DIRECTIONS: Turn the listing, from the line with "Where can the white" through its end, into a Markdown table with the columns Row and Line, giving each line a row number. Skip blank lines and leave out the pictures.

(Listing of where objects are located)
** Begin **

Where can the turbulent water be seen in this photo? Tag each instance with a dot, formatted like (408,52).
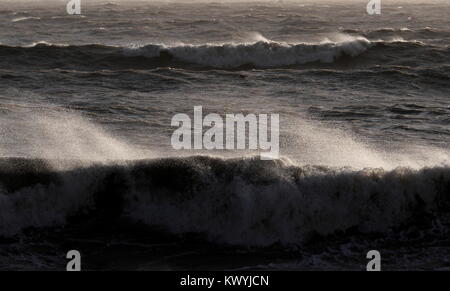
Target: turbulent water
(86,103)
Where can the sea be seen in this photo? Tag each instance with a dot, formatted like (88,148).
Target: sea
(86,160)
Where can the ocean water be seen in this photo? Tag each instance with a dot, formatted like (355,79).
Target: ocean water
(86,103)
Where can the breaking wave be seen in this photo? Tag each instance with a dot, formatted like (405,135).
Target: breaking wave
(242,201)
(260,54)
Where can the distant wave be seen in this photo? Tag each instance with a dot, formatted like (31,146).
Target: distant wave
(261,54)
(19,19)
(243,201)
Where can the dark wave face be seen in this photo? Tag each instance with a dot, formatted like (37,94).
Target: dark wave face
(245,202)
(355,52)
(86,163)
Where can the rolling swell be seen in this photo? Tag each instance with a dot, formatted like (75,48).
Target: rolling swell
(236,201)
(262,54)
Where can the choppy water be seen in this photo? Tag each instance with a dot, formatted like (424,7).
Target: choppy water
(85,109)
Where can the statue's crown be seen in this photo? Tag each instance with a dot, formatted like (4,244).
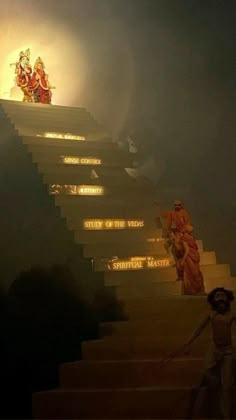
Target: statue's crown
(39,61)
(25,54)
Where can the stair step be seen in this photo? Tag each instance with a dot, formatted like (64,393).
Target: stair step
(131,403)
(141,347)
(165,308)
(130,373)
(160,289)
(145,327)
(214,271)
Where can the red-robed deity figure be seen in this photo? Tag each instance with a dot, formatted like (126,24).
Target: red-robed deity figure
(23,73)
(40,84)
(185,250)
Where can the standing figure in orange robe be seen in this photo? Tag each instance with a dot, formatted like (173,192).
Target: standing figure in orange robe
(188,259)
(23,73)
(176,220)
(41,87)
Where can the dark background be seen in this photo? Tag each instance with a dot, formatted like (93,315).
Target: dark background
(167,70)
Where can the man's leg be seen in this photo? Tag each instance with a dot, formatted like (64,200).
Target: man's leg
(227,381)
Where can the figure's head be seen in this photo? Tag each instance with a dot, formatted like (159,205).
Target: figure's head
(39,64)
(188,229)
(178,205)
(25,57)
(220,299)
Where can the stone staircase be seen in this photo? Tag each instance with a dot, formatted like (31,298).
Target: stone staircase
(120,376)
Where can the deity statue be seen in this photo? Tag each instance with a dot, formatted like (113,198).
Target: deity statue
(40,84)
(23,71)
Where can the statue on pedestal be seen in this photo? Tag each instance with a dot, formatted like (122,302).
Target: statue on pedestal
(23,71)
(40,84)
(35,86)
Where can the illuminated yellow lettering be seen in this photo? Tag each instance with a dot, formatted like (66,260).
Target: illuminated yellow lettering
(135,223)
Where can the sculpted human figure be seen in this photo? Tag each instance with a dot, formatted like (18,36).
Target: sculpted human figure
(23,71)
(40,84)
(220,360)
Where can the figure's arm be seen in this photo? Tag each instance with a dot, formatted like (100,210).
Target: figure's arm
(203,324)
(186,251)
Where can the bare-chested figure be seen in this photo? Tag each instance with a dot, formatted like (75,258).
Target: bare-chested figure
(219,363)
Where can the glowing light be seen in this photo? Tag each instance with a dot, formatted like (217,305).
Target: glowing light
(132,263)
(62,136)
(55,189)
(112,224)
(73,160)
(158,239)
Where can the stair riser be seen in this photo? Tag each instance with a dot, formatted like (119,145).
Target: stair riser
(145,347)
(149,328)
(134,404)
(210,272)
(130,374)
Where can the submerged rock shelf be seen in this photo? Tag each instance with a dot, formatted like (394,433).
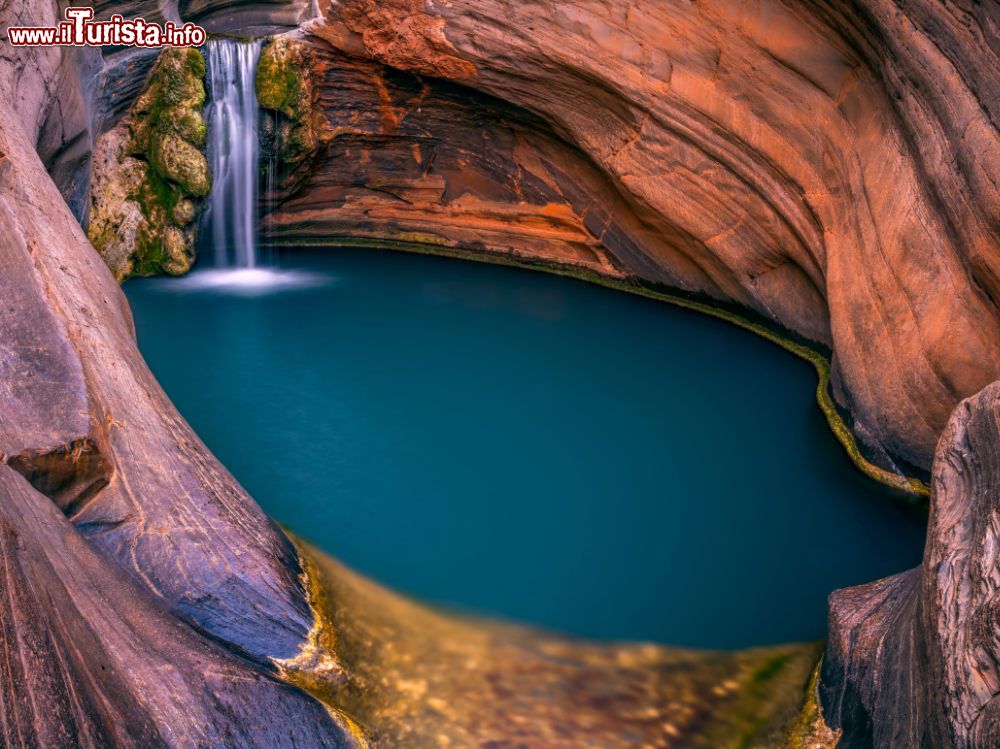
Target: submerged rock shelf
(824,164)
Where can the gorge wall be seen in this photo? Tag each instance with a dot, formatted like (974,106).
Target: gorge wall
(828,165)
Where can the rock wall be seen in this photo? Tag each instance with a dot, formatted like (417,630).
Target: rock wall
(913,659)
(827,164)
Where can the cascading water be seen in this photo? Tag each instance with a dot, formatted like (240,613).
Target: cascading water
(229,227)
(233,152)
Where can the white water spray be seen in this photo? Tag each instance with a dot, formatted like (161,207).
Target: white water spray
(233,151)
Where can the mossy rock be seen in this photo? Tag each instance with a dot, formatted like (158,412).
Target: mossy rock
(285,89)
(166,134)
(179,162)
(281,83)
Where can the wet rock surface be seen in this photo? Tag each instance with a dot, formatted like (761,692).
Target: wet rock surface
(150,174)
(828,165)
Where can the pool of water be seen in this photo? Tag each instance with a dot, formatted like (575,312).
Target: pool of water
(516,444)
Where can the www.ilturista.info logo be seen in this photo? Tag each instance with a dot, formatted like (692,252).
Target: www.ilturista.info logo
(78,30)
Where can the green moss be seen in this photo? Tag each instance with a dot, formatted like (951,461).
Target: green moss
(284,87)
(168,132)
(280,82)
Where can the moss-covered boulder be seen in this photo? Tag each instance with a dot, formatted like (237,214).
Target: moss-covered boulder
(148,186)
(294,128)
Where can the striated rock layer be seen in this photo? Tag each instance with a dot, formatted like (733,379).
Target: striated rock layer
(145,594)
(828,164)
(913,659)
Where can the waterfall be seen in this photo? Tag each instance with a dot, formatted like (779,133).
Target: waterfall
(233,151)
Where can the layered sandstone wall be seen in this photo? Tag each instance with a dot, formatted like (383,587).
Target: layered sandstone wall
(826,164)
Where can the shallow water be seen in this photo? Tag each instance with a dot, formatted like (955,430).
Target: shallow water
(517,444)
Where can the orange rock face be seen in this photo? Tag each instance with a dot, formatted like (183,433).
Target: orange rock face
(830,165)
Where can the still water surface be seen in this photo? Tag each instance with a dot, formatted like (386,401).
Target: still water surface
(516,444)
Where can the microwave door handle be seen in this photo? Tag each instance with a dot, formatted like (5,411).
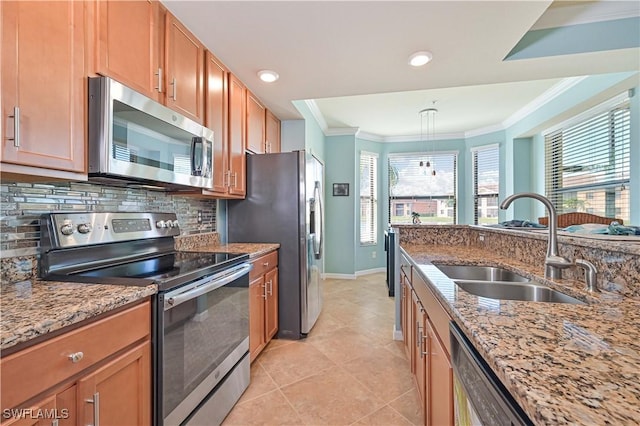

** End **

REPLY:
| Row | Line |
|---|---|
| 1 | Where can the white water spray be seen in this photo? Tag each instance with a dot, formatted like (161,207). |
| 2 | Target: white water spray |
| 3 | (233,151) |
| 4 | Where can the mossy rock be seen in this photo? Tag each instance with a dot, formatted like (158,412). |
| 5 | Target: mossy rock |
| 6 | (285,89) |
| 7 | (166,134) |
| 8 | (179,162) |
| 9 | (281,83) |
| 10 | Where can the wet rock surface be seen in this photo? Tag each instance with a dot, formatted like (761,692). |
| 11 | Target: wet rock surface |
| 12 | (150,174) |
| 13 | (828,165) |
| 14 | Where can the pool of water be seen in this photo? Tag each instance with a dot, formatted like (575,312). |
| 15 | Target: pool of water |
| 16 | (516,444) |
| 17 | Where can the www.ilturista.info logo be seen in this photo? Tag each instance with a dot, formatted like (692,252). |
| 18 | Target: www.ilturista.info logo |
| 19 | (78,30) |
| 20 | Where can the green moss be seen in this photo? Tag each instance with a dot, formatted like (951,461). |
| 21 | Target: green moss |
| 22 | (284,87) |
| 23 | (168,132) |
| 24 | (280,82) |
| 25 | Where can the moss-covered boulder be seen in this photo? Tag each instance with a dot, formatted like (237,214). |
| 26 | Target: moss-covered boulder |
| 27 | (148,186) |
| 28 | (294,128) |
| 29 | Where can the striated rock layer be seen in this photo? Tag each instance with a dot, formatted like (733,379). |
| 30 | Target: striated rock layer |
| 31 | (145,594) |
| 32 | (828,164) |
| 33 | (913,659) |
| 34 | Where can the waterfall be seen in this photo? Tag each instance with a dot, formatted like (779,133). |
| 35 | Target: waterfall |
| 36 | (233,151) |
| 37 | Where can the layered sandstone wall be seen in this photo? Tag each instance with a dot, formatted like (383,587). |
| 38 | Target: layered sandstone wall |
| 39 | (826,164) |
| 40 | Where can the shallow water be seen in this photo? Tag each instance with a dot, formatted like (955,430). |
| 41 | Target: shallow water |
| 42 | (517,444) |
| 43 | Where can the orange rock face be seen in this photo? Tag each instance with a dot, formatted like (183,433). |
| 44 | Target: orange rock face |
| 45 | (830,165) |
| 46 | Where can the still water surface be seen in this photo? Tag each instance with a dot, formatted like (386,401). |
| 47 | Target: still water surface |
| 48 | (516,444) |
| 49 | Where can the microwave door handle be seen in this photo? Tag each instance with a dot, formatted like (5,411). |